Exercise
Repeat exactly, and only, the lines from the one holding "each like [242,639]." through the last line of the records below.

Material
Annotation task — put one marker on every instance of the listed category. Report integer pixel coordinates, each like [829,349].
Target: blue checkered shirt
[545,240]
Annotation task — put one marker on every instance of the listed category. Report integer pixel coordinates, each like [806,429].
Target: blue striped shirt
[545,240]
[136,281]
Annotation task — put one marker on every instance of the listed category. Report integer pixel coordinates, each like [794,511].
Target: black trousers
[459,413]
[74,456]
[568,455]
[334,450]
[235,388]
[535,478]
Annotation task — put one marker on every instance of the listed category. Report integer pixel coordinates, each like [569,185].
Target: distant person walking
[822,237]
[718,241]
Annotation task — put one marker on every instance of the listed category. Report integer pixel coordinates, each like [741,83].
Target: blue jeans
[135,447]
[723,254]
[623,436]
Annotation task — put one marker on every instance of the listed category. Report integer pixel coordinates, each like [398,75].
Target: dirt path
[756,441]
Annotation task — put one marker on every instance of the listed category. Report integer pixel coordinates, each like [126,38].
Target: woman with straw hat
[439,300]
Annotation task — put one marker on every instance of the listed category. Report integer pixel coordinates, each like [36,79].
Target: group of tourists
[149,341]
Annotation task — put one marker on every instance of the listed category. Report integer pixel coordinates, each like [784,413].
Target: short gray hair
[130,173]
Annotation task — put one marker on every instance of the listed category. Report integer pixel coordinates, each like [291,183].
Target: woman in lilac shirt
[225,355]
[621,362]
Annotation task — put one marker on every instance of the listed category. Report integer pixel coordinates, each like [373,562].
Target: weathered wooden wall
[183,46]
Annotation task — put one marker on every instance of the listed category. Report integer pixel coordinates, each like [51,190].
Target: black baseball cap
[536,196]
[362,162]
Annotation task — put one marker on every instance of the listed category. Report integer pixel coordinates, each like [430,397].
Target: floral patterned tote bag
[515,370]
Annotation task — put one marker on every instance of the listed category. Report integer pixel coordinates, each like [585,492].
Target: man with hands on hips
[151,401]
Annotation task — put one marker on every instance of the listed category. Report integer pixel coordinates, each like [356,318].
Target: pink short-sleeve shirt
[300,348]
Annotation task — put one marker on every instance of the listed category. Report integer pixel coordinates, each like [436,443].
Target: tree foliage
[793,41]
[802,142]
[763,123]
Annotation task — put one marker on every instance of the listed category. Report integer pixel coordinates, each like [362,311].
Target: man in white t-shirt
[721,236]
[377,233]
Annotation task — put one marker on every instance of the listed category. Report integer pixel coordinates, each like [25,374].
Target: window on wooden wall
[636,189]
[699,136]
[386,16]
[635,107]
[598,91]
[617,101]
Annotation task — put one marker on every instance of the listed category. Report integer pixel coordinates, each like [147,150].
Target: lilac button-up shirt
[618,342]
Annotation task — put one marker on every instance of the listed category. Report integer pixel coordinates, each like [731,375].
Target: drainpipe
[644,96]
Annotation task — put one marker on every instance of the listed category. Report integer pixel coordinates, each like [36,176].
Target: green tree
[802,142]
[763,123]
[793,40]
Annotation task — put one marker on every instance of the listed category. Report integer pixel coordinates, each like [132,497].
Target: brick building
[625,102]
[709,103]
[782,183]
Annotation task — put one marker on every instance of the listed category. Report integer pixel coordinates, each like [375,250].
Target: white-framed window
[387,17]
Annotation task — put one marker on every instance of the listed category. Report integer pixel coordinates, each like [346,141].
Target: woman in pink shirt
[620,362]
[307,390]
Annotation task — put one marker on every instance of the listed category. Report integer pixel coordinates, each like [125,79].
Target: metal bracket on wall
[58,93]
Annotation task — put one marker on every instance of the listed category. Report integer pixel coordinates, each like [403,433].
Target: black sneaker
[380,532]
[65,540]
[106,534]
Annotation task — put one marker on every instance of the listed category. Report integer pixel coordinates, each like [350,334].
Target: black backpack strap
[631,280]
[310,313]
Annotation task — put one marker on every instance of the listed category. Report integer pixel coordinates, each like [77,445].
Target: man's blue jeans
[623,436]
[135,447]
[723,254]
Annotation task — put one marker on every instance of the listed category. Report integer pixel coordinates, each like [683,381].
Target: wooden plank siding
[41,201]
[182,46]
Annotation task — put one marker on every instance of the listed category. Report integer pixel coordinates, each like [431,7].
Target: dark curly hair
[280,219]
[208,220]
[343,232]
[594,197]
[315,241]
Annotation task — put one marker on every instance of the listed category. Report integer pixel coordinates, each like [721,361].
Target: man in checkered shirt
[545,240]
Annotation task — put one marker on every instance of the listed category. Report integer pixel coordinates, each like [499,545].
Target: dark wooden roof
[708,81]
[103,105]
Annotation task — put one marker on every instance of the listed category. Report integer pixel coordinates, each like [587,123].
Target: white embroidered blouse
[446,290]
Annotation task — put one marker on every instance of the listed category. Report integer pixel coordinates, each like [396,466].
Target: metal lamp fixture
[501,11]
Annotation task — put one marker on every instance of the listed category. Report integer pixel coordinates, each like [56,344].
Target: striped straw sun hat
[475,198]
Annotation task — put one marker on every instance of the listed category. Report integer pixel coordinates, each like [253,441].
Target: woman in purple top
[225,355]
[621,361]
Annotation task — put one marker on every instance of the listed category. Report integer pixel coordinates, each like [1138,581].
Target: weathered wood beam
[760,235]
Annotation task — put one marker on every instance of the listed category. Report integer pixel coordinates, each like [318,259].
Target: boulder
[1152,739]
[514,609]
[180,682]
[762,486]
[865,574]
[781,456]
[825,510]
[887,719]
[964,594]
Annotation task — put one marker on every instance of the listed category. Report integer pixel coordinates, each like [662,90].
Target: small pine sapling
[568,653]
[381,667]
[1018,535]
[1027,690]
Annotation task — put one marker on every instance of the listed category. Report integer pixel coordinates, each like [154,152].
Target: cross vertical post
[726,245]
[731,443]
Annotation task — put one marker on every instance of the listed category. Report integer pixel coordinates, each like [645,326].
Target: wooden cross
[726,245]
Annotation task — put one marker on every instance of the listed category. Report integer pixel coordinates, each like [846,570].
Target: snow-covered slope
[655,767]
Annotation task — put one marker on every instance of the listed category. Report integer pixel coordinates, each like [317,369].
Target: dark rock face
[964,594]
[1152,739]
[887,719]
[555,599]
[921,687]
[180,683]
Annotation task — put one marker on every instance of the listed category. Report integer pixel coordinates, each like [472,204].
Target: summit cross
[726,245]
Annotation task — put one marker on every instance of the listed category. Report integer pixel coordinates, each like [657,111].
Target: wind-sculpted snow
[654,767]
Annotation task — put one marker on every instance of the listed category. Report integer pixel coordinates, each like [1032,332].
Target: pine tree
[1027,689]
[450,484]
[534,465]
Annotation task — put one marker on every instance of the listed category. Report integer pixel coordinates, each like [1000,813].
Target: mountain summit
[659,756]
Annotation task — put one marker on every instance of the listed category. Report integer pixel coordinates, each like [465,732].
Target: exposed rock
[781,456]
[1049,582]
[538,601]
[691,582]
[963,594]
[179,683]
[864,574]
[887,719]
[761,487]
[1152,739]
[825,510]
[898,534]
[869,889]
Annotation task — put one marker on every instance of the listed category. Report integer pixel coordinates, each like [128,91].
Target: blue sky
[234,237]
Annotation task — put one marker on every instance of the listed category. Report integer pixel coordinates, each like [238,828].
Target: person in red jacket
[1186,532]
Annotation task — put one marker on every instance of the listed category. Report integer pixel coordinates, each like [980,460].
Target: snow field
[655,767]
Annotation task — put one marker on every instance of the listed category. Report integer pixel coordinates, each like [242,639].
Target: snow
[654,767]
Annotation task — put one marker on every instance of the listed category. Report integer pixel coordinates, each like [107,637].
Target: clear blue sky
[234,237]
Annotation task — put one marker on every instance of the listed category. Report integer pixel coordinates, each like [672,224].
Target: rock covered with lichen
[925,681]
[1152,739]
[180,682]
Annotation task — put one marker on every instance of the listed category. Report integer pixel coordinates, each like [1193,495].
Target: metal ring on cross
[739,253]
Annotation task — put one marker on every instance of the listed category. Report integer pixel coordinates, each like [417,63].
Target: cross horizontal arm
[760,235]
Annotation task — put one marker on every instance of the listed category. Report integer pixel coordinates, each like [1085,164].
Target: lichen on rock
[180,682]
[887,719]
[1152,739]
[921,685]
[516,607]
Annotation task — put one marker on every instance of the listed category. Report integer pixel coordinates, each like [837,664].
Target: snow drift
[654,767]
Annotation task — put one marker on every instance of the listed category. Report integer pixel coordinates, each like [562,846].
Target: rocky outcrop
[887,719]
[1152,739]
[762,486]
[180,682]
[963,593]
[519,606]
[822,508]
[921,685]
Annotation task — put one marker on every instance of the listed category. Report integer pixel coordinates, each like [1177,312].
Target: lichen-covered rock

Final answer
Annotation task — put one marker on every instance of the listed category. Report integer pixel coordinates, each like [242,639].
Target: snow
[654,767]
Annotation task — put one marker on every instance of the listed category. Report integer pixel coordinates, each like [107,637].
Target: clear blue sky
[234,237]
Annotation task — put one marker on every instance of the listed category. Report integer pixel coordinates, each like [672,224].
Target: rock covered with lichen
[925,681]
[1152,739]
[180,682]
Annotation task — put one marker on every instance of the listed category. Report integer pixel coordinates, each like [1193,495].
Target: metal ring on cross
[739,253]
Annotation task — put one marker on every instance of the listed category. Report integer pixel coordinates, each like [417,63].
Target: cross horizontal arm
[760,235]
Annotation task — put one marker on every instance of the listed category. Report integer pixel coordinates, each like [1085,164].
Target: lichen on rock
[180,682]
[887,719]
[1152,739]
[921,685]
[516,607]
Annotation task — put one marker on every instance of the listed category. Report integer pixel coordinates, each like [837,664].
Target: snow drift
[654,767]
Annotation task — put one marker on every instance of the listed category. Report integer pixel coordinates, each like [562,846].
Target: rocky outcrop
[887,719]
[1152,739]
[762,486]
[180,682]
[963,593]
[519,606]
[822,508]
[921,685]
Annotation task — put one marker on every instance of the listed category. Report integer pixel coordinates, each like [1177,312].
Target: lichen-covered rock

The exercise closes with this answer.